# [Document passage]
>>>

Because we’re super fancy, we have one of these wonderful Magimix mixers. We threw the chicken breasts in there, pulsed them for a few seconds and that was that. If you cook a lot and have some spare moolah, I can genuinely and heartily recommend it. If you’re someone whose refrain to anything is ‘I CAN GET IT CHEAPER IN ALDI’, perhaps don’t even look.

  • heat a large saucepan over a medium heat and add some squirty olive oil, but not Frylight. Never Frylight, it scares me.

<<<

# [Goals]
1/ In the recipe passage, how long were the chicken breasts pulsed in the mixer?
2/ List every brand or store name mentioned in the recipe passage.
The data records are separate material, apart from the recipe passage.

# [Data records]
>>>

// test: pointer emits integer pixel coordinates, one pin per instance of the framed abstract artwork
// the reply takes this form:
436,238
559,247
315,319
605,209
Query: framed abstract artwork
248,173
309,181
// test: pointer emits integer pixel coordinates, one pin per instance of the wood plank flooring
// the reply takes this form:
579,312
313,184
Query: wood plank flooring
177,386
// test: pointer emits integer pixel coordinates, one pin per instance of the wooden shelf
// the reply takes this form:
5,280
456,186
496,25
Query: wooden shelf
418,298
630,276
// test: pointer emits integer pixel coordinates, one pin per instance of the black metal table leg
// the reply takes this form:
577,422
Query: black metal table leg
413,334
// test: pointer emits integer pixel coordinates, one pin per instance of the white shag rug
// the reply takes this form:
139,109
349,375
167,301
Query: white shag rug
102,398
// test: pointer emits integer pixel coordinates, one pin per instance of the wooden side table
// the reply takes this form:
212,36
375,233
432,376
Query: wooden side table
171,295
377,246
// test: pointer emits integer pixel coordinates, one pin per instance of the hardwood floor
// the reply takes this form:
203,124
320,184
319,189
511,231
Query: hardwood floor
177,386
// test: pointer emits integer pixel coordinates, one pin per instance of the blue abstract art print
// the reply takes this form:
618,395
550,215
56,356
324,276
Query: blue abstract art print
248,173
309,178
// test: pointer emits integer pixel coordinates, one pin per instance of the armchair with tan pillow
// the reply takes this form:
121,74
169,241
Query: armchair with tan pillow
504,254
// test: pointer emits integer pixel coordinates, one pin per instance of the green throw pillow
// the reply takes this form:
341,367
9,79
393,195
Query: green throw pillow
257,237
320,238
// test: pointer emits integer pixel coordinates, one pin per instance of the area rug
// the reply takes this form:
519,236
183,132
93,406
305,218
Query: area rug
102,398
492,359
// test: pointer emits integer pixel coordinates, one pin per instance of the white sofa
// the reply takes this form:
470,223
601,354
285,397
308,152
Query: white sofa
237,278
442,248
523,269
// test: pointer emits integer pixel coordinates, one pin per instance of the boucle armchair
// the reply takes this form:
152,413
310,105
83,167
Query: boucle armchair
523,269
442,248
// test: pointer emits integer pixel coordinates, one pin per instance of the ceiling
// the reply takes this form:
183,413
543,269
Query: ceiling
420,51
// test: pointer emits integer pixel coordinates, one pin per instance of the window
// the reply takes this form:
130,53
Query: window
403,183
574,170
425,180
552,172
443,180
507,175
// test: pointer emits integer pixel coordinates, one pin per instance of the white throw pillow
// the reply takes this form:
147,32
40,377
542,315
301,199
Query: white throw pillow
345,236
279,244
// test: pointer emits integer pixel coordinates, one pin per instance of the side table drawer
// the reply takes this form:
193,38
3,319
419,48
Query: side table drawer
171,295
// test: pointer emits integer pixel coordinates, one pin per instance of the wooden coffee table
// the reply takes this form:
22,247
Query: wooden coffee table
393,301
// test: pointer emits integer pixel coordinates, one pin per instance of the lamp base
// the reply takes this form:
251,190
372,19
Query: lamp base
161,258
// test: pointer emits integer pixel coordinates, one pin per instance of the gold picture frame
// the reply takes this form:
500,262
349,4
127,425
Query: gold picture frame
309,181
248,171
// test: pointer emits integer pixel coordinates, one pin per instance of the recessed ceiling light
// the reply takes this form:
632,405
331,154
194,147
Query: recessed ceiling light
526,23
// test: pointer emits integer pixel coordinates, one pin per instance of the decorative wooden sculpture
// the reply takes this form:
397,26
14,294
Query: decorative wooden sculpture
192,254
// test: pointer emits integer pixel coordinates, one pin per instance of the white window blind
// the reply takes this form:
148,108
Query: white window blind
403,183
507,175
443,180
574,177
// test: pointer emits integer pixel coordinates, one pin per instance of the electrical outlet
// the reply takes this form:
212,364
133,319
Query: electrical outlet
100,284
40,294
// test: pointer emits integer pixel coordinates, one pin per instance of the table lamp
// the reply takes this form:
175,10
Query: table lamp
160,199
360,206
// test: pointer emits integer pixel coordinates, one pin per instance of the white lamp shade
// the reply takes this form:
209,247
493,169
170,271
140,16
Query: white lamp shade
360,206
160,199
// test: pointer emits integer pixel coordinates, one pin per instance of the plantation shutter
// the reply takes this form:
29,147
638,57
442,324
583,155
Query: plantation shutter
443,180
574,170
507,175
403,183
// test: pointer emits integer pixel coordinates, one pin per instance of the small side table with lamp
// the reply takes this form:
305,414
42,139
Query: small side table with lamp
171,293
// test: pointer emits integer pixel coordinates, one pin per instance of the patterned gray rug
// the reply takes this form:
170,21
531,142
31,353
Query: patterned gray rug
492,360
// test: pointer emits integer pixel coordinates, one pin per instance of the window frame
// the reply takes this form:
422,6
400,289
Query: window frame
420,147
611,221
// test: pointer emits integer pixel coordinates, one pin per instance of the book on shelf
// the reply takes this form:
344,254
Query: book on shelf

<<<

# [Results of the tasks]
1/ For a few seconds.

2/ Magimix, Aldi, Frylight